### Aim
Reproduce the records below exactly as they appear.

### Records provided
## begin
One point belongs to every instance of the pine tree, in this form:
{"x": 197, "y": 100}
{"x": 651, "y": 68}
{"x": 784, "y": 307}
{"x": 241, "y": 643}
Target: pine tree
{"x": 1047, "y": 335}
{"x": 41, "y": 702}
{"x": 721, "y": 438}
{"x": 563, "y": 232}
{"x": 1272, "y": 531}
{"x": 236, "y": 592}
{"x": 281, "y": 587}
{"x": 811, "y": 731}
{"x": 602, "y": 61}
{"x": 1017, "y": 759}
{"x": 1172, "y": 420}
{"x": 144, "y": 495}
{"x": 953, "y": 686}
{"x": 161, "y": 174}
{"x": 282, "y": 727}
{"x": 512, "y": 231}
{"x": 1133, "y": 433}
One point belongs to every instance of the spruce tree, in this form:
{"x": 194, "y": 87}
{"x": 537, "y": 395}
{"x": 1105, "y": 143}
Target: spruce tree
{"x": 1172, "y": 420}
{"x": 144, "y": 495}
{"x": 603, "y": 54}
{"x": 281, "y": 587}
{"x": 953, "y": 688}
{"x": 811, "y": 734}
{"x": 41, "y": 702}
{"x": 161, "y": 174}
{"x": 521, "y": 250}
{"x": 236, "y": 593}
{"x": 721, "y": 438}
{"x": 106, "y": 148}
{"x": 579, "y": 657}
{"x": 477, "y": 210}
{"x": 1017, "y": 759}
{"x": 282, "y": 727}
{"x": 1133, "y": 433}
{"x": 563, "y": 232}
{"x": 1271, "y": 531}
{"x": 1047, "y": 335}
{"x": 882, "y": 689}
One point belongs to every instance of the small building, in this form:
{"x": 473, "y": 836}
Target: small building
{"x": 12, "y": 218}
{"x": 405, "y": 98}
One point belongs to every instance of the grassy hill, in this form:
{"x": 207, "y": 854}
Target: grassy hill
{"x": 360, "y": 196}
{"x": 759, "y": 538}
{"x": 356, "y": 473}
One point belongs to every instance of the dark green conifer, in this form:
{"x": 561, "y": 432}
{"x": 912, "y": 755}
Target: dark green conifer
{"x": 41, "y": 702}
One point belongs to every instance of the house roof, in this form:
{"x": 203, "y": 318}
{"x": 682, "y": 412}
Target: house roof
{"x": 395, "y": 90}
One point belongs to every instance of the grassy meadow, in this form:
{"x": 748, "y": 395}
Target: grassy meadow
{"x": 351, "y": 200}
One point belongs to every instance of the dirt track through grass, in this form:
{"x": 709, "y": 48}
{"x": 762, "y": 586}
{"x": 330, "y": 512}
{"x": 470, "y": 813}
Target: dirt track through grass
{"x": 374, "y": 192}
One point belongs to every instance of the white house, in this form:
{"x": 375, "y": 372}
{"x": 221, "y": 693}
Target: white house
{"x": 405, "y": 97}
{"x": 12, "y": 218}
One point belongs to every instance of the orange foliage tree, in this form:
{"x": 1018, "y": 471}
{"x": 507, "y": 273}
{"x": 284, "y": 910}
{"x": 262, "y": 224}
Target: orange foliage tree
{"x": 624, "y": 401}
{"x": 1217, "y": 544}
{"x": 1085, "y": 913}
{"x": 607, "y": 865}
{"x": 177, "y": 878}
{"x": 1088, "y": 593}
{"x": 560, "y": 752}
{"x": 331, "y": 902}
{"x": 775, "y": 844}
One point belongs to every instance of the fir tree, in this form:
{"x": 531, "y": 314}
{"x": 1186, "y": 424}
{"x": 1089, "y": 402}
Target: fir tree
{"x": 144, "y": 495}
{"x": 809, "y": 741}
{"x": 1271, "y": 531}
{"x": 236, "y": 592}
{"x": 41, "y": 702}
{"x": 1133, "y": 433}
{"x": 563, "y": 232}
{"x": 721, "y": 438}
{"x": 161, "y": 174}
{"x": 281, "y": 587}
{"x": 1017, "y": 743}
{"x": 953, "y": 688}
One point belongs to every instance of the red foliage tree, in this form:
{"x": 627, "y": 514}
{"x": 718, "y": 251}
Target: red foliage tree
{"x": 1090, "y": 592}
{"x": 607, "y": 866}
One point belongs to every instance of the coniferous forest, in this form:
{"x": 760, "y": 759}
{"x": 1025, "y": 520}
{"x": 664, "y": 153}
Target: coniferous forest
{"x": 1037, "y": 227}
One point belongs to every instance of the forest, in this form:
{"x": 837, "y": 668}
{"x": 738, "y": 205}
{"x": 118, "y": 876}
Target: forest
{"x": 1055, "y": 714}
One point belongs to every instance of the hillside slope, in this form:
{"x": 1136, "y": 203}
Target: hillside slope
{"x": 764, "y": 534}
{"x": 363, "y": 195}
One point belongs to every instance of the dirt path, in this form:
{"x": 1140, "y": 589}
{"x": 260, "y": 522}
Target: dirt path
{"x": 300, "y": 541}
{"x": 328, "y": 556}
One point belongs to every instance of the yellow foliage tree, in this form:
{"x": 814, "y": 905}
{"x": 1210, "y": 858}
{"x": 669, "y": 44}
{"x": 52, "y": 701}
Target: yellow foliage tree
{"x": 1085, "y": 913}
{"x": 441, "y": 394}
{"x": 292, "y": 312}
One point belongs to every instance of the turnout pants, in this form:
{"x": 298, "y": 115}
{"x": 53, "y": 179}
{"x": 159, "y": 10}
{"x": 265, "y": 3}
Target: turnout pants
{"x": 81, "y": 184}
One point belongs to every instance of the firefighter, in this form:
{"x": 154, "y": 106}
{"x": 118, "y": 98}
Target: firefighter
## end
### Solution for this task
One point belongs to every instance of the pine tree, in this form:
{"x": 197, "y": 100}
{"x": 651, "y": 68}
{"x": 784, "y": 307}
{"x": 241, "y": 643}
Target: pine tree
{"x": 1047, "y": 335}
{"x": 41, "y": 702}
{"x": 721, "y": 438}
{"x": 563, "y": 232}
{"x": 1272, "y": 531}
{"x": 236, "y": 592}
{"x": 281, "y": 587}
{"x": 811, "y": 731}
{"x": 602, "y": 61}
{"x": 1017, "y": 759}
{"x": 1172, "y": 420}
{"x": 144, "y": 495}
{"x": 953, "y": 686}
{"x": 161, "y": 174}
{"x": 282, "y": 727}
{"x": 512, "y": 231}
{"x": 1133, "y": 433}
One point belongs to every instance of the spruce tree, in this form:
{"x": 194, "y": 87}
{"x": 537, "y": 395}
{"x": 1105, "y": 143}
Target: spruce tree
{"x": 1172, "y": 420}
{"x": 144, "y": 495}
{"x": 603, "y": 54}
{"x": 281, "y": 587}
{"x": 953, "y": 688}
{"x": 811, "y": 734}
{"x": 41, "y": 702}
{"x": 161, "y": 174}
{"x": 521, "y": 250}
{"x": 236, "y": 593}
{"x": 721, "y": 438}
{"x": 106, "y": 148}
{"x": 579, "y": 657}
{"x": 477, "y": 210}
{"x": 1017, "y": 759}
{"x": 282, "y": 727}
{"x": 1133, "y": 433}
{"x": 563, "y": 232}
{"x": 1271, "y": 531}
{"x": 1047, "y": 335}
{"x": 882, "y": 689}
One point belongs to every instance of the small building, in this form:
{"x": 473, "y": 836}
Target: small building
{"x": 12, "y": 218}
{"x": 405, "y": 98}
One point belongs to every instance of the grassy hill, in this form:
{"x": 207, "y": 854}
Target: grassy hill
{"x": 360, "y": 196}
{"x": 759, "y": 538}
{"x": 356, "y": 473}
One point belongs to every instance of the dark green conifer, in this form:
{"x": 561, "y": 432}
{"x": 912, "y": 755}
Target: dark green conifer
{"x": 41, "y": 702}
One point belongs to every instance of the house roof, in this form:
{"x": 203, "y": 318}
{"x": 682, "y": 412}
Target: house roof
{"x": 395, "y": 90}
One point belongs to every instance of the grassy meadow, in this form:
{"x": 748, "y": 395}
Target: grassy meadow
{"x": 351, "y": 200}
One point belongs to every instance of the dirt track through grass, in this form:
{"x": 709, "y": 48}
{"x": 762, "y": 586}
{"x": 330, "y": 512}
{"x": 470, "y": 813}
Target: dirt track through grass
{"x": 374, "y": 192}
One point belongs to every instance of the white house, in this form:
{"x": 375, "y": 372}
{"x": 221, "y": 693}
Target: white house
{"x": 405, "y": 97}
{"x": 12, "y": 218}
One point belongs to every instance of the orange foliage tree, in this form:
{"x": 1018, "y": 471}
{"x": 507, "y": 273}
{"x": 284, "y": 910}
{"x": 262, "y": 224}
Target: orange foliage tree
{"x": 624, "y": 401}
{"x": 1217, "y": 544}
{"x": 1085, "y": 913}
{"x": 607, "y": 865}
{"x": 177, "y": 878}
{"x": 1088, "y": 593}
{"x": 560, "y": 752}
{"x": 331, "y": 902}
{"x": 775, "y": 844}
One point belongs to every instance of the fir tree, in this form:
{"x": 531, "y": 314}
{"x": 1186, "y": 424}
{"x": 1089, "y": 402}
Target: fir tree
{"x": 144, "y": 495}
{"x": 809, "y": 741}
{"x": 1271, "y": 531}
{"x": 236, "y": 592}
{"x": 41, "y": 702}
{"x": 1133, "y": 433}
{"x": 563, "y": 232}
{"x": 721, "y": 438}
{"x": 161, "y": 174}
{"x": 281, "y": 587}
{"x": 1017, "y": 743}
{"x": 953, "y": 688}
One point belongs to every instance of the red foliage tree, in this form:
{"x": 627, "y": 514}
{"x": 718, "y": 251}
Target: red foliage tree
{"x": 1090, "y": 592}
{"x": 607, "y": 866}
One point belongs to every instance of the coniferous forest, in this form:
{"x": 760, "y": 759}
{"x": 1025, "y": 520}
{"x": 664, "y": 153}
Target: coniferous forest
{"x": 1037, "y": 227}
One point belongs to every instance of the forest, in this form:
{"x": 837, "y": 668}
{"x": 738, "y": 205}
{"x": 118, "y": 876}
Target: forest
{"x": 1055, "y": 714}
One point belongs to every instance of the hillside slope, in this form:
{"x": 1136, "y": 203}
Target: hillside slope
{"x": 764, "y": 534}
{"x": 363, "y": 195}
One point belongs to every instance of the dirt path, in this form:
{"x": 1140, "y": 589}
{"x": 260, "y": 522}
Target: dirt path
{"x": 300, "y": 541}
{"x": 328, "y": 556}
One point belongs to every instance of the yellow foliage tree, in this form:
{"x": 814, "y": 905}
{"x": 1210, "y": 858}
{"x": 669, "y": 44}
{"x": 52, "y": 701}
Target: yellow foliage tree
{"x": 1085, "y": 913}
{"x": 441, "y": 394}
{"x": 292, "y": 312}
One point belongs to every instance of the turnout pants, in this form:
{"x": 298, "y": 115}
{"x": 53, "y": 179}
{"x": 159, "y": 10}
{"x": 265, "y": 3}
Target: turnout pants
{"x": 81, "y": 184}
One point belongs to every instance of the firefighter, in this form:
{"x": 154, "y": 106}
{"x": 118, "y": 98}
Target: firefighter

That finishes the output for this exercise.